Some records:

- - -

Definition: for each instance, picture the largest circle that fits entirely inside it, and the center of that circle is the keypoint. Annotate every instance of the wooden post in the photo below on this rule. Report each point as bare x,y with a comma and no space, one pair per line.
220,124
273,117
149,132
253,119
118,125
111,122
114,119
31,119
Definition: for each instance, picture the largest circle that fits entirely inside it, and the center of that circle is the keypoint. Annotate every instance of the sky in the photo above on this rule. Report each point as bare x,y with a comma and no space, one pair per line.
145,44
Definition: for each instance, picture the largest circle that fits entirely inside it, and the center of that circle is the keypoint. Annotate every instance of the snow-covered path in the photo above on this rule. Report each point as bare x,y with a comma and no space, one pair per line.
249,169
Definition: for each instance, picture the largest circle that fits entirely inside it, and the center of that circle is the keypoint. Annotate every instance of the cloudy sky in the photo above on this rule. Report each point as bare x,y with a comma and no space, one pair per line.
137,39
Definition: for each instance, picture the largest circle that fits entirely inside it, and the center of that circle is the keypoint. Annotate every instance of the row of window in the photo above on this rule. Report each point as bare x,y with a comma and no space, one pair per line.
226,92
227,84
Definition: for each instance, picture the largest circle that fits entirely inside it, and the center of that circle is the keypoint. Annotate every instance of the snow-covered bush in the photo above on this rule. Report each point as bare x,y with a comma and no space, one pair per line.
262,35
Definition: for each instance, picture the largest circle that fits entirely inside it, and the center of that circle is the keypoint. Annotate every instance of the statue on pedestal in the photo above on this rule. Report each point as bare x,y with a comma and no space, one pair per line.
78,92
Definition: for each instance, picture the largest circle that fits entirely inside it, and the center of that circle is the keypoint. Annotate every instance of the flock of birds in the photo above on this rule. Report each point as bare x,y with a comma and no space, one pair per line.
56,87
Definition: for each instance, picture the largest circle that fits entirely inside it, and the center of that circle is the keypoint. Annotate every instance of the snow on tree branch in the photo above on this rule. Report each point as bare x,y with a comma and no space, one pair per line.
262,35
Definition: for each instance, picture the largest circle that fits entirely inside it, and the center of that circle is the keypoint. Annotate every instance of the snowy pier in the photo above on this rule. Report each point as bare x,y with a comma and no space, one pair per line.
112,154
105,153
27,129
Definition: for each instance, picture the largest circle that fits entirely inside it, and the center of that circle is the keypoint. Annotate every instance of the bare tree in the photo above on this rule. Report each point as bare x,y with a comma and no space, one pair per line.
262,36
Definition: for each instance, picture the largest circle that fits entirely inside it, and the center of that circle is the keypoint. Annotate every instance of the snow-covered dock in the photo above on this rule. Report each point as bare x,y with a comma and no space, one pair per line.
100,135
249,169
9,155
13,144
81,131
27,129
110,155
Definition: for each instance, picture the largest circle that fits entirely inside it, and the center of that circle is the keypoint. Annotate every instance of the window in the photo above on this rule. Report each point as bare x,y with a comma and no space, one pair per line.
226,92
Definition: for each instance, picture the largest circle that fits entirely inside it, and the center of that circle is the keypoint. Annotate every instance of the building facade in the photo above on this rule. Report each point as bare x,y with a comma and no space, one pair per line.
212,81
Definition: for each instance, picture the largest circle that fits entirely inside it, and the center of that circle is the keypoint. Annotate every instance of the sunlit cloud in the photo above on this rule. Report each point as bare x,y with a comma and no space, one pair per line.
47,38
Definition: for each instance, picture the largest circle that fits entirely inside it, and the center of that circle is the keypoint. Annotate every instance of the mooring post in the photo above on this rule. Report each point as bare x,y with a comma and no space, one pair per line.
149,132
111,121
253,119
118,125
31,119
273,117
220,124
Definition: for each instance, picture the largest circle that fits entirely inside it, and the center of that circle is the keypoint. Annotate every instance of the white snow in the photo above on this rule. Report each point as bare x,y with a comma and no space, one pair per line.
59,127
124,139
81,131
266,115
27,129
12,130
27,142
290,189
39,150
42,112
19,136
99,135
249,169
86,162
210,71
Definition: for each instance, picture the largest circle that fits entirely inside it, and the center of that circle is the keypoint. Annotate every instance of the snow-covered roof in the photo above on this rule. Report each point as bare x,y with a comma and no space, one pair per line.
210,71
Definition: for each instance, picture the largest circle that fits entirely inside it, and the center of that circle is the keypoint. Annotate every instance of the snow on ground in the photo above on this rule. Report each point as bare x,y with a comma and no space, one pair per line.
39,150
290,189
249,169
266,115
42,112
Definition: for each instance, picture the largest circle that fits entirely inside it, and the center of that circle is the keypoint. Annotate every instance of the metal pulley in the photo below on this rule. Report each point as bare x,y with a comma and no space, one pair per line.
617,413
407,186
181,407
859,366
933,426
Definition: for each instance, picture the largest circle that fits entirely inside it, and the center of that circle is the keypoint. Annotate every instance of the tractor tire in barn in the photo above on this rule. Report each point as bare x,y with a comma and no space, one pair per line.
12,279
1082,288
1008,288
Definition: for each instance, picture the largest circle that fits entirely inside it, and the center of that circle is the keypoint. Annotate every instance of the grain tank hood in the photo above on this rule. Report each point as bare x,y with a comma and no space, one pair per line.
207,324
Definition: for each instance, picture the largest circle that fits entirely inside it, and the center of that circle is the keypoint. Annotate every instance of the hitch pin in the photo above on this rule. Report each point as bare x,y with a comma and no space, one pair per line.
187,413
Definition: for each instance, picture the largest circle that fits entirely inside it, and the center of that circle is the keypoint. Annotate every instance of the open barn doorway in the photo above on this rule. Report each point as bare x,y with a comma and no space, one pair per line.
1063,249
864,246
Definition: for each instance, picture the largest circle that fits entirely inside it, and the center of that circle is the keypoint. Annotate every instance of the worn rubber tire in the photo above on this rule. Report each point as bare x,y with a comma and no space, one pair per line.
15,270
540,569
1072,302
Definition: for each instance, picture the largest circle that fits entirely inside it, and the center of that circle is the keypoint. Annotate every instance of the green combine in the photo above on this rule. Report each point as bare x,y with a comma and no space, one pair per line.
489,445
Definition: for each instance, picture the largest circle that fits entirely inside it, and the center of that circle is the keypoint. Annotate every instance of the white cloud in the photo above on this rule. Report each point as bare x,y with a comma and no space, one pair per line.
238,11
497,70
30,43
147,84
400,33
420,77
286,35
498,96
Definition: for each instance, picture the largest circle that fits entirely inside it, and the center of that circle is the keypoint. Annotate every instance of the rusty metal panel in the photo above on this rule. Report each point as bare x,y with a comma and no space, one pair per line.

- - -

__What this task involves__. Exact repetition is required for the lines from the one that contains "of the hitch" through the final line; leave out everything else.

__Response below__.
Definition: for each instance, picture the largest circle that fits entirely inside it, and the center of that circle is the keypoint. Annotate every instance of the hitch pin in the photo above on this rule. Report each point as bare x,y with a comma and no space, one pair per line.
187,413
Definition: for each instance, picture the largest circle that fits entirely inside it, and the center of that circle is the keypoint. Annotate every instance of the open barn doorway in the photo above on this rule. Report each point as bare x,y with a comma and no space, one pair per line.
1063,249
864,246
Definition: for each instance, picture the largest circle that fits entirely inside it, and the center of that circle is the keypoint. Annotate every instance of the worn rubber tire in the photo above on this rule. Report each point as bare x,y with a comma and no space, one pair per line.
15,270
540,569
1072,302
Definition: for each instance, picture the largest circle that fits entirely inside it, and the center of that circle is the keypoint. Annotate every instance of the green combine in the photo above on this rule. Report each point as bare x,y with a comma and no space, one pair per line.
489,445
Definition: for each instance, picture the largest circle that fits entirely inside it, and the center of that circle is the keypoint. Annotate every instance of the white cloud in the photo above on this rule. Report each point as bare x,y with a comma and no space, one pair per line.
238,11
497,70
30,43
147,84
400,33
420,77
286,35
498,96
Definition: for each instance, picture the largest circle that fits entirely inside it, and the center of that circle is the keypoint. Annotate every instance of the rusty metal panel in the photo above on this rule. Report each point as bare x,y with a comma and no space, one pair per line.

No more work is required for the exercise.